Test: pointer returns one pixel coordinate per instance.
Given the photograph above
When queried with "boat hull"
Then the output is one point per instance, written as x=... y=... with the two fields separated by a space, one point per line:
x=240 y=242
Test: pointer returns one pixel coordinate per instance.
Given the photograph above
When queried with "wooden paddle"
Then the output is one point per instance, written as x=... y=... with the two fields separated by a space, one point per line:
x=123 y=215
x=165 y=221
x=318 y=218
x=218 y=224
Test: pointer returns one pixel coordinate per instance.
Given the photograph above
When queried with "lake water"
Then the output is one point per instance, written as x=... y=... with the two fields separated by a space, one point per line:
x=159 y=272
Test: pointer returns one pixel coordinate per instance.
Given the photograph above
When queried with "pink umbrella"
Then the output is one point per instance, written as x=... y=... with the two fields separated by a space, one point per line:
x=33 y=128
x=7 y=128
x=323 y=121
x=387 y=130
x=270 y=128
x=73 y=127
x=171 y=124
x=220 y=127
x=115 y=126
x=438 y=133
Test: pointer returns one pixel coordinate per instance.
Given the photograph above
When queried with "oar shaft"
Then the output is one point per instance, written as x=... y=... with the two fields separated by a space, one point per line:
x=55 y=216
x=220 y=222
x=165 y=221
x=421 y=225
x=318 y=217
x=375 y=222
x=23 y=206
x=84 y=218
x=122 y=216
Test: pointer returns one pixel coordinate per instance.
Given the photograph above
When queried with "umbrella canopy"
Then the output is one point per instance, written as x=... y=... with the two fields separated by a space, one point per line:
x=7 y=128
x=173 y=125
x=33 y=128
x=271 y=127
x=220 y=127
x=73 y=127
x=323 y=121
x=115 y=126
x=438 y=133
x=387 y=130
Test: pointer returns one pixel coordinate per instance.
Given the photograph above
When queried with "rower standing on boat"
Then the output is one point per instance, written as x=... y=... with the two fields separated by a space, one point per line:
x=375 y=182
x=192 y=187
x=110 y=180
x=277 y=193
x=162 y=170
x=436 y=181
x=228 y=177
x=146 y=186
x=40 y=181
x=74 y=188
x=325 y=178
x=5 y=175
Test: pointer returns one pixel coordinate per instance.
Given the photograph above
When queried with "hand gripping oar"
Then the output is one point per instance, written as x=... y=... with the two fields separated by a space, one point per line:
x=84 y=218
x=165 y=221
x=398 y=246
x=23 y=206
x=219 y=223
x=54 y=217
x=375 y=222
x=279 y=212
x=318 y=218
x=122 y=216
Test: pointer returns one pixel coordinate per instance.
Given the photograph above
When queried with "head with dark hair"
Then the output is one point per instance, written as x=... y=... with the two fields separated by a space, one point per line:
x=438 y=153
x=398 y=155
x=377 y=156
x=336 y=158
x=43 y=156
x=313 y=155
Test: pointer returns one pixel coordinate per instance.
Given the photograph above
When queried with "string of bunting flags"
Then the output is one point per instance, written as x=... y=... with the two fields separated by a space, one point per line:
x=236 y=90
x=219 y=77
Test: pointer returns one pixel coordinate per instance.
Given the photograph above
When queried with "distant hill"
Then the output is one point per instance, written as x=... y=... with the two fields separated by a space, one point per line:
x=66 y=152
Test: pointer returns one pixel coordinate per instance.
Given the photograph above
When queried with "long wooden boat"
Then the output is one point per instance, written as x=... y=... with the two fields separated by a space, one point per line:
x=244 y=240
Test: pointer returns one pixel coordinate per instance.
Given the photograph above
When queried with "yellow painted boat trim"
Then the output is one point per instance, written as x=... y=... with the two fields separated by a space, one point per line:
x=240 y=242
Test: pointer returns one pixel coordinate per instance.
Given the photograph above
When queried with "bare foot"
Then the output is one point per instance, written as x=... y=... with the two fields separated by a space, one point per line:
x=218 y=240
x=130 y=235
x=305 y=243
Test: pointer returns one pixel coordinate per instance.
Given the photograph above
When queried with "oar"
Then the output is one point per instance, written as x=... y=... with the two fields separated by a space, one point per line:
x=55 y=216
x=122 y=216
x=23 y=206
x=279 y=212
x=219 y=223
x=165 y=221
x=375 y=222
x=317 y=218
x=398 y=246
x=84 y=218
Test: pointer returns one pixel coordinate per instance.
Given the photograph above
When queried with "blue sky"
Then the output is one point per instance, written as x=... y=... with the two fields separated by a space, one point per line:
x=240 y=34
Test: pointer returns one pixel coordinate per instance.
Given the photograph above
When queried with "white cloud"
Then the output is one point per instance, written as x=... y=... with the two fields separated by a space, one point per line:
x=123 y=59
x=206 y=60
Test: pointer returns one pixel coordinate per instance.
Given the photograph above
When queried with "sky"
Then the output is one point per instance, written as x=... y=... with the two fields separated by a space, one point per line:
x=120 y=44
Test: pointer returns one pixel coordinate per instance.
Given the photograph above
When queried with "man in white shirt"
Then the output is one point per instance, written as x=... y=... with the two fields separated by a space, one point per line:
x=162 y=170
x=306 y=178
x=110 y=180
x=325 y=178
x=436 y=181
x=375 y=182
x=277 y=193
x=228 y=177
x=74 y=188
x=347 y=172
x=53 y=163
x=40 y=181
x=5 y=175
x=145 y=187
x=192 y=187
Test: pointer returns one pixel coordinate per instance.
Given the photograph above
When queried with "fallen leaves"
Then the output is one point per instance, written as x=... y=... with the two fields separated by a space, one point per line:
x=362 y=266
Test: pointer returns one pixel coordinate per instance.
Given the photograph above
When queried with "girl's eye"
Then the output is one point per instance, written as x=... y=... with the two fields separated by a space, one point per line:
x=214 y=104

※ ※ ※

- **WRITTEN TASK**: Copy every line of the records from the start through the line containing "x=218 y=224", inclusive, lowering each x and y coordinate in the answers by 45 and leaving all other text unchanged.

- **SOLUTION TO THIS PROBLEM**:
Test: pointer returns one pixel coordinate per instance.
Given the photograph above
When queried with "boat hull"
Then the output is one point per instance, written as x=... y=... with the two fields separated by a space, one point per line:
x=195 y=197
Test: pointer returns one pixel coordinate per instance.
Given the photograph above
When queried with "wooden paddle"
Then the output is one point per instance, written as x=... y=... with the two fields separated by a space, one point per line:
x=78 y=170
x=120 y=176
x=273 y=173
x=173 y=179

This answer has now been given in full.